▸ THE TASK: Please set down the listing exactly, from the first line to the last.

▸ ENTRIES SHOWN:

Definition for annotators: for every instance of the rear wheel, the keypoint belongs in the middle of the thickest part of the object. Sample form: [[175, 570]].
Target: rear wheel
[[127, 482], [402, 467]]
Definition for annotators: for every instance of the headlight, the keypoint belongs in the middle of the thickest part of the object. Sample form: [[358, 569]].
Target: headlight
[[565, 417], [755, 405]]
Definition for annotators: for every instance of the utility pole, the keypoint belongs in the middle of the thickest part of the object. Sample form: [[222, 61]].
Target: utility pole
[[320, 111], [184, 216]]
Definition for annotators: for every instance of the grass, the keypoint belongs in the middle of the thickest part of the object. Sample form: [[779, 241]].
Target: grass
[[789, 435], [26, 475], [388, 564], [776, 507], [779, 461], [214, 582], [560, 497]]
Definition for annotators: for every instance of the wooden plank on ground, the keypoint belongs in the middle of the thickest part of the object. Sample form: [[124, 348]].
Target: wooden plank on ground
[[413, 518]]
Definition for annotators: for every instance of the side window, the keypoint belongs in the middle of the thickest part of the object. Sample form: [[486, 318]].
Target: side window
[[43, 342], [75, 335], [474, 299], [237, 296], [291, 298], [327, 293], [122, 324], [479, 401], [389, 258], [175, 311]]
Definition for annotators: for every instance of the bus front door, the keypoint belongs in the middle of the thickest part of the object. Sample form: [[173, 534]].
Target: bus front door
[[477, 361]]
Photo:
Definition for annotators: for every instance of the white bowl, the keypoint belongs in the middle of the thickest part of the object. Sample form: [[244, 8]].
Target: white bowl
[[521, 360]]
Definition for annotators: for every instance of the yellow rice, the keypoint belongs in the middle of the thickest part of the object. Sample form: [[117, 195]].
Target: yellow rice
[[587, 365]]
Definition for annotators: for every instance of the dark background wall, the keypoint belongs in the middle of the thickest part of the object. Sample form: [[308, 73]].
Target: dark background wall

▸ SOLVED PROBLEM:
Definition for annotators: for every instance of the rear wheel, the keypoint belongs in the middle of the thickest part of the object. Sample form: [[175, 570]].
Target: rear wheel
[[127, 482], [402, 467]]
Definition for annotators: for every instance of the headlight, the keypoint belongs in the middle of the thickest part of the object. Sample form: [[358, 569]].
Target: headlight
[[565, 417], [755, 405]]
Definition for annotators: for every instance of the utility pole, the keypoint belongs in the middle of the thickest part of the object. Sample form: [[222, 61]].
Target: utility pole
[[320, 111], [184, 216]]
Definition for annotators: for every instance of the grass, the keypoint belongs in the middle of the thickest part of the object. Sample form: [[779, 241]].
Target: grass
[[789, 435], [26, 475], [388, 564], [776, 507], [779, 461], [214, 582], [560, 497]]
Definition for annotators: for every instance of the wooden plank on ground, the keypoint belongs in the middle of the thickest part of the object. Sample form: [[124, 348]].
Target: wooden plank on ground
[[413, 518]]
Definition for annotators: for every instance of the side window, the keypoint belongs in the middle of the thickest part of the object. Sample form: [[486, 318]].
Target: side window
[[43, 342], [75, 335], [474, 299], [237, 296], [291, 298], [327, 293], [122, 324], [479, 401], [389, 258], [175, 311]]
Definition for annotators: for every instance of the bus front door, the keypoint belongs in the middle of the thickest part of the object. Sample form: [[173, 534]].
Target: bus front door
[[477, 361]]
Photo:
Definition for annotators: for every instance of the white bowl, the keypoint belongs in the middle of the thickest part of the object. Sample form: [[244, 8]].
Target: white bowl
[[521, 360]]
Definition for annotators: for every instance of the yellow rice, the keypoint belongs in the middle of the thickest part of the object. Sample form: [[117, 195]].
Target: yellow rice
[[587, 365]]
Definition for annotators: for every instance of the dark background wall, the keypoint belongs in the middle of the thickest part of the object. Sample form: [[308, 73]].
Target: dark background wall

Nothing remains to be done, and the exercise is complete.